[BEGIN]
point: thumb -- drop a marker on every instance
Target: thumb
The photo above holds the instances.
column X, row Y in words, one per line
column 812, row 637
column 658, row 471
[END]
*WHAT TO PRODUCE*. Write each line of the rows above as one string in a JSON list, leaving out any blank lines.

*PROBLEM SOLUTION*.
[
  "point: thumb -- drop a marker on every instance",
  "Target: thumb",
  "The photo above holds the instances.",
  "column X, row Y in words, one per line",
  "column 812, row 637",
  "column 658, row 471"
]